• Tâche courte 1: Repère dans les enregistrements chaque ligne contenant le mot « photo » et recopie-la.

○ ○ ○ ○ ○ ○ ○

La vengeance de Salazar/Dead men tell no tales

Jack Sparrow est de retour avec plus de 2000 effets visuels principalement signés par MPC.

Il a fallu attendre six ans pour avoir une suite à Pirates des Caraïbes 4, une éternité dans une industrie où les studios cherchent à exploiter jusqu’à la moelle la moindre marque commerciale. Afin de renouveler la saga, les producteurs sont allés chercher deux jeunes cinéastes norvégiens qui avaient signé avec Kon-Tiki le meilleur film d’aventures marines de ces dernières années. Du côté des effets visuels, même révolution de palais avec la quasi disparition d’ILM (le studio n’a signé qu’une poignée de plans) au profit du géant londonien MPC, auteur de 1500 plans VFX sur les 2000 que comporte le film.

Pour superviser cet énorme projet, les studios Disney ont de nouveau fait appel à Gary Brozenich qui avait déjà chapeauté le film précédent. Le défi principal consistait à visualiser le grand méchant du film, Captain Salazar (Javier Bardem), ainsi que son équipage de revenants. Comme ces personnages ont péri en mer, ils réapparaissent avec un corps qui semble toujours immergé, même lorsqu’ils sont à l’air libre. Les cheveux devaient « flotter », les vêtements aussi… L’effet devait être appliqué sur Salazar et tout son équipage, soit une cinquantaine de personnages, ce qui en faisait un projet d’ampleur considérable!

○ ○ ○ ○ ○ ○ ○

• Tâche courte 2:
Réponds brièvement à ces questions sur le texte consacré à Pirates des Caraïbes.
(a) Combien de plans VFX le studio MPC a-t-il réalisés ?
(b) Qui Disney a-t-il choisi pour superviser les effets visuels ?
(c) Sur combien de personnages environ l'effet d'immersion devait-il être appliqué ?

○ ○ ○ ○ ○ ○ ○

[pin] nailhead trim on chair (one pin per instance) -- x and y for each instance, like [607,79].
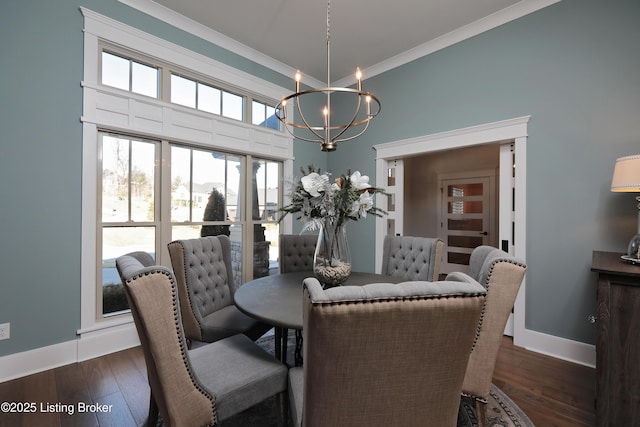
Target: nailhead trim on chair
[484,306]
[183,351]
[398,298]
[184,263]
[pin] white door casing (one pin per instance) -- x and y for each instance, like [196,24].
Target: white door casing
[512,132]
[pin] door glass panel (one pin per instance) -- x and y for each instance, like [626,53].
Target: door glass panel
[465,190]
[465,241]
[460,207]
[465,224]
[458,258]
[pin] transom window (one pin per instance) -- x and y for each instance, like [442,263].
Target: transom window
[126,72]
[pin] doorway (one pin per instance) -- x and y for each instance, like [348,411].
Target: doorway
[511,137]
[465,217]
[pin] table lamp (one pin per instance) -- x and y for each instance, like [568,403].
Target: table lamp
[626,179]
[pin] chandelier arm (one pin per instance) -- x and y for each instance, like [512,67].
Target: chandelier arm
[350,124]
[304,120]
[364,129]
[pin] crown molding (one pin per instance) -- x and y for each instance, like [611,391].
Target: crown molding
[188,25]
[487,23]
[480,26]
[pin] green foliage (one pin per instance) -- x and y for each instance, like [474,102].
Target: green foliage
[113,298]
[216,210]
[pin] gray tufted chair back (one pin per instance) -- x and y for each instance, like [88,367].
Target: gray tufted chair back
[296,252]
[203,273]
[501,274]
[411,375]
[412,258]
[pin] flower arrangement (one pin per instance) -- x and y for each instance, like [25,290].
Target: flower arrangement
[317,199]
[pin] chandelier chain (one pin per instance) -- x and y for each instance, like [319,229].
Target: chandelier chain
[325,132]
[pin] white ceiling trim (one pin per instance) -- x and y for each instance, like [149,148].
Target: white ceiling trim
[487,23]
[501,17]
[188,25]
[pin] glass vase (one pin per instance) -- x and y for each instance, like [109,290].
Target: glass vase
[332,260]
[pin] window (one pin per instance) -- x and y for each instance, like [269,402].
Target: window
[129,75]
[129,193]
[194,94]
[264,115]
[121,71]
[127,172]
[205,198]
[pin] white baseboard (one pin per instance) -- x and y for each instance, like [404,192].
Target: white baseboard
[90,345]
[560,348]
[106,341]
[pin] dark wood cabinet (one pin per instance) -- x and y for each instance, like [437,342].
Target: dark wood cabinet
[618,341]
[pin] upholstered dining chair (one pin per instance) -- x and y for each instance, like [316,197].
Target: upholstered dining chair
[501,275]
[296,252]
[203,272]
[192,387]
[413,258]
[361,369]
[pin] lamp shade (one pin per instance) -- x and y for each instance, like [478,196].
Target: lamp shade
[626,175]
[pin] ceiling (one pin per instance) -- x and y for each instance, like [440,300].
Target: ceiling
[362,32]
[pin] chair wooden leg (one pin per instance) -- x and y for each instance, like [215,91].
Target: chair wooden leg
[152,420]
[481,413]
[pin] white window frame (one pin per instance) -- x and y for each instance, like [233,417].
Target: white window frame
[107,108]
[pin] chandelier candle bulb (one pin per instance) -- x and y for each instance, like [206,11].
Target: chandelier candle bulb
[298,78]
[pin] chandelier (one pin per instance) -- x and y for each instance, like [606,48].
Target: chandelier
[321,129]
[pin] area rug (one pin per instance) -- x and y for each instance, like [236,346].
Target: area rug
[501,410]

○ ○ ○ ○ ○ ○ ○

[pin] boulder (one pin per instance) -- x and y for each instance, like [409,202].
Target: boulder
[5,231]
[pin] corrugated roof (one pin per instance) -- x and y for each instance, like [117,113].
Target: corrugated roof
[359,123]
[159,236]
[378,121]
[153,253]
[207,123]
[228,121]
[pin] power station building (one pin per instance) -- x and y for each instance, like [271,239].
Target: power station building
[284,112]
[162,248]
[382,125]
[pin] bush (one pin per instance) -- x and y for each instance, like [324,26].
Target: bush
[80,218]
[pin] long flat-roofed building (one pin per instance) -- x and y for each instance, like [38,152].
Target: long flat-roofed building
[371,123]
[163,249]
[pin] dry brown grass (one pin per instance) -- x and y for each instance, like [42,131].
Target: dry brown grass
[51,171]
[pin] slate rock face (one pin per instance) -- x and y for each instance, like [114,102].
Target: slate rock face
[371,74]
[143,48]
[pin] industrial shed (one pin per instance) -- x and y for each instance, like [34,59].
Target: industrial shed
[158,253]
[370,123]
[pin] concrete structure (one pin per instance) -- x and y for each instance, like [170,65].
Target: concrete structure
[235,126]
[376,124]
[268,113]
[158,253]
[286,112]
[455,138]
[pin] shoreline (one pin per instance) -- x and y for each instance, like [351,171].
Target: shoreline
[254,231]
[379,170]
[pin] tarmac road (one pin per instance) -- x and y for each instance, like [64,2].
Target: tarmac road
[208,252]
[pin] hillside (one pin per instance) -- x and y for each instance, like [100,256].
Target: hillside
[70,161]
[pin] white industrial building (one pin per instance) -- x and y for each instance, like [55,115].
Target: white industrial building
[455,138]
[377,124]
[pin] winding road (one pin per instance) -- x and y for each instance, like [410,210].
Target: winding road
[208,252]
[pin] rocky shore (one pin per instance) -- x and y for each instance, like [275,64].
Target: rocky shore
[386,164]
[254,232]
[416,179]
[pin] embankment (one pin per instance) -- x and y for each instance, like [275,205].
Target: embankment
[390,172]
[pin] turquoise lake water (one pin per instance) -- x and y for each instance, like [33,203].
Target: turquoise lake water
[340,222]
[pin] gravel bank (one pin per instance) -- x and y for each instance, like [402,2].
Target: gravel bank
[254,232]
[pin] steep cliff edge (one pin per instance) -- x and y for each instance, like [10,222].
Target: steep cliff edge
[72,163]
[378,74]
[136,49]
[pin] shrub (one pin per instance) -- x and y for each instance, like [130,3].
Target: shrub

○ ○ ○ ○ ○ ○ ○

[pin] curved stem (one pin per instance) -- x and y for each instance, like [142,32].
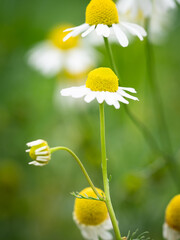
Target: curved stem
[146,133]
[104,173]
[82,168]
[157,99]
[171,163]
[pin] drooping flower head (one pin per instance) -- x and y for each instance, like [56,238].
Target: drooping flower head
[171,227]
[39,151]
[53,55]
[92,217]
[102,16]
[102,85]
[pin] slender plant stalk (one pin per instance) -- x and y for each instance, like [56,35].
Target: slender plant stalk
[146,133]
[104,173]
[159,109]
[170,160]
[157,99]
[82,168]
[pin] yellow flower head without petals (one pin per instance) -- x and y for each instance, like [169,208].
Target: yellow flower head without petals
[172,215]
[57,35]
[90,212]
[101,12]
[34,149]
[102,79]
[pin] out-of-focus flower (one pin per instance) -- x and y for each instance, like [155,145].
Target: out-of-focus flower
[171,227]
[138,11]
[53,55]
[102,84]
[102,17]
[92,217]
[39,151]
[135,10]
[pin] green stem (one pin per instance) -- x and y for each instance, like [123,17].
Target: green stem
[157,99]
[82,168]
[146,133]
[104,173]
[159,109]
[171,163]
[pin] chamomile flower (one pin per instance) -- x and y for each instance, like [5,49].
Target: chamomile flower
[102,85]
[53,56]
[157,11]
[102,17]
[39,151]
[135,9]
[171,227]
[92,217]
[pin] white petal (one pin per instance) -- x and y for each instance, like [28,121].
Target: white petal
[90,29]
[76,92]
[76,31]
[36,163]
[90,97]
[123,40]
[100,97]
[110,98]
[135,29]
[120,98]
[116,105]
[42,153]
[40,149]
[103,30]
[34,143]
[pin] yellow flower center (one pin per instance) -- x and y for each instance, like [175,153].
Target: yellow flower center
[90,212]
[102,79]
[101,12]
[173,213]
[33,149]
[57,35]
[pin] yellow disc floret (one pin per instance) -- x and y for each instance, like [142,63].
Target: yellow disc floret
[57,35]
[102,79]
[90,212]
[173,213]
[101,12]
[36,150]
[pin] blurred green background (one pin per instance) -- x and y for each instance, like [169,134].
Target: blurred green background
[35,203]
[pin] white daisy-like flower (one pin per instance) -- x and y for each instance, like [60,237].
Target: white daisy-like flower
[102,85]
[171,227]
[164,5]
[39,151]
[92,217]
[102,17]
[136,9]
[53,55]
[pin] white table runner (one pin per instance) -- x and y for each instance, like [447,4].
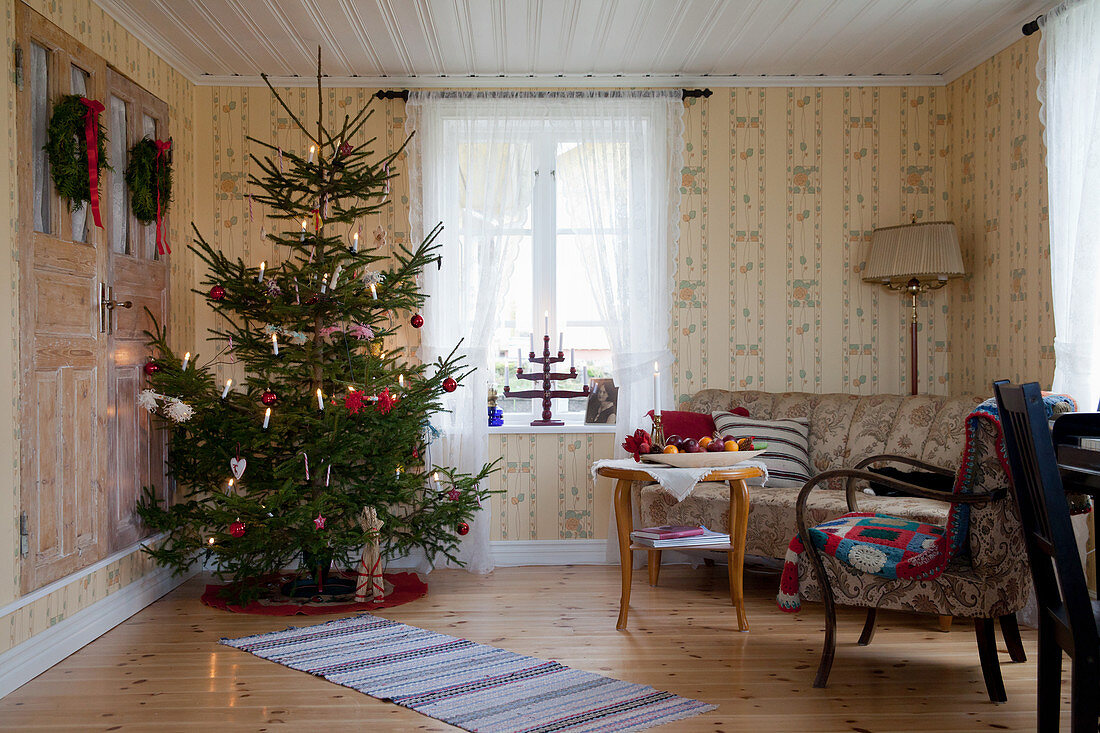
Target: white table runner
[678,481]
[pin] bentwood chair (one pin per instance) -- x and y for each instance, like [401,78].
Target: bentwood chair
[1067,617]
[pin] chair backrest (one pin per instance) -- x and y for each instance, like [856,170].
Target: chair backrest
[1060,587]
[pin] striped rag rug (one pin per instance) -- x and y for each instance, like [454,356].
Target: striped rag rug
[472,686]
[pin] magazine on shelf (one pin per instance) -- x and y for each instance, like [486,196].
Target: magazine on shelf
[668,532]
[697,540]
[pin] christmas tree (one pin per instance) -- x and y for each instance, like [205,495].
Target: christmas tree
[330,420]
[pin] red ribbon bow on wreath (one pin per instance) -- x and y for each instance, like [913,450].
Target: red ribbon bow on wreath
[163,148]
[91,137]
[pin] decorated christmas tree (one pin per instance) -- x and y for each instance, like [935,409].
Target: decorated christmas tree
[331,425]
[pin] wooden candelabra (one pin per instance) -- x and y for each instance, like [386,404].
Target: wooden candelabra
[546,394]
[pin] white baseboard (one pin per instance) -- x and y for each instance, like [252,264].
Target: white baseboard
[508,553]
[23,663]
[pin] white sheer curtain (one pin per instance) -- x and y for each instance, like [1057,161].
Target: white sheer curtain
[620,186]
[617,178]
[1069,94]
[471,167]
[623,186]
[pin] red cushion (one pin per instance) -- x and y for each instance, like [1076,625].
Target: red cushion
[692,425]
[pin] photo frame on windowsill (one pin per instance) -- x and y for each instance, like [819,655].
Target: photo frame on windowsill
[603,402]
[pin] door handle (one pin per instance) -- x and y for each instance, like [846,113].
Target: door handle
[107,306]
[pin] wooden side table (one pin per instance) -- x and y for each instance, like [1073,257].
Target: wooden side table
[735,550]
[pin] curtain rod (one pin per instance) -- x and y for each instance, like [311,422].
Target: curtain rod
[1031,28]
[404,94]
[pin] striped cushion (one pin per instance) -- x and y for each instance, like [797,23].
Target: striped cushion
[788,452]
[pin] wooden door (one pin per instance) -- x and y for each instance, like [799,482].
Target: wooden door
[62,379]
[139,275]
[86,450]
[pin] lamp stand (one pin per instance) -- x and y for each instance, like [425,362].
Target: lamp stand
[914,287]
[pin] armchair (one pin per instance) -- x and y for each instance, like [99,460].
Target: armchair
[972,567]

○ ○ ○ ○ ○ ○ ○

• Réponse rédigée 1:
[pin] photo frame on windowsill (one pin per instance) -- x and y for each instance, like [819,655].
Target: photo frame on windowsill

• Réponse rédigée 2:
(a) 1500 plans sur les 2000 du film.
(b) Gary Brozenich.
(c) Une cinquantaine : Salazar et tout son équipage.